WHAT IS NEEDED: Rewrite the material below with "a single marker for each instance" in place of each "one marker per instance", leaving everything else unchanged.
BEGIN RECORDS FOR THE EXERCISE
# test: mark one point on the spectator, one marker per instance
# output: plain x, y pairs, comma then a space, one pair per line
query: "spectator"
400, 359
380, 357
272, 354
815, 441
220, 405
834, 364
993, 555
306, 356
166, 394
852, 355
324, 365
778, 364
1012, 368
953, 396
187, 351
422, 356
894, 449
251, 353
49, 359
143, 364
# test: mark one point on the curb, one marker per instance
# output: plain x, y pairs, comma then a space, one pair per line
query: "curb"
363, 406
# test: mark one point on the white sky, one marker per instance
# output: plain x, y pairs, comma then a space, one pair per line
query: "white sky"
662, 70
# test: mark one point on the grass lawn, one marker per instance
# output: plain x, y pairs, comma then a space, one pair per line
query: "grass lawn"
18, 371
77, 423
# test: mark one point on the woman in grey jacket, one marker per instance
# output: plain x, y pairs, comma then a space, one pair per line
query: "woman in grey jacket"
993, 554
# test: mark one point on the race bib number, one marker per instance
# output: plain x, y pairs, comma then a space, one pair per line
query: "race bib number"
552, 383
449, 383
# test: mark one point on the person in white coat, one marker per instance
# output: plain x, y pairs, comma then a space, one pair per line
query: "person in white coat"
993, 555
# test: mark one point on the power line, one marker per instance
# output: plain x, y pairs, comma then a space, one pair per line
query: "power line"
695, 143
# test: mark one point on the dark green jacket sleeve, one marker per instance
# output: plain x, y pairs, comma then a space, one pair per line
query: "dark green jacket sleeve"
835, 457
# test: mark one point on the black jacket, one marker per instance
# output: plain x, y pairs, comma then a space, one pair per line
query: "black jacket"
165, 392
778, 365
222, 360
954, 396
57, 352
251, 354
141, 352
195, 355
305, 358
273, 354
END RECORDS FOR THE EXERCISE
FINISHED ANSWER:
# test: mark one point on the spectator, a single marker for each instance
# output: plain x, y pairs, comma then a space, one pair per line
query: "spectator"
400, 359
380, 357
272, 354
815, 441
220, 405
834, 364
993, 555
306, 356
166, 394
852, 355
324, 365
778, 364
1012, 368
953, 396
187, 351
422, 356
894, 449
251, 353
49, 359
143, 364
# test: mark one point on the curb, a single marker for each instance
# output: plain x, y pairs, comma then a space, one pair per line
query: "curb"
363, 406
# test: mark one point on the white sky, a single marker for each instance
# output: plain x, y pairs, comma then a space, one pair per line
query: "white sky"
662, 70
# test: mark one point on the grass lawn, a single marker for each instance
# output: plain x, y pairs, comma then a space, one pair per line
query: "grass lawn"
18, 371
77, 423
# test: mark one point on the woman in grey jacket, a single marker for each instance
# output: plain x, y pairs, comma then a space, one pair per line
query: "woman in grey jacket"
993, 554
# test: mark one point on the race bib number, a single marker for each instance
# output: plain x, y pairs, comma then a space, one pair per line
query: "race bib number"
552, 383
449, 383
# test: mark one point on the person in white coat, a single marker for each instance
# output: plain x, y pairs, comma then a space, one pair per line
query: "person in white coat"
993, 555
# test: mark one point on the power line, a single marker for each instance
# output: plain x, y pairs, comma then a space, one pair per line
query: "power line"
695, 143
# test: mark one point on the dark green jacket sleeve, a single marker for each instance
# output: plain x, y pairs, comma then a space, one pair per line
query: "dark green jacket sleeve"
835, 457
# test: mark one point on the black jacket, a single marker for each instance
# output: plain x, y pairs, comma then a space, one pair per line
query: "black jacket"
165, 392
778, 365
222, 360
954, 396
57, 352
251, 354
141, 352
195, 355
305, 358
273, 354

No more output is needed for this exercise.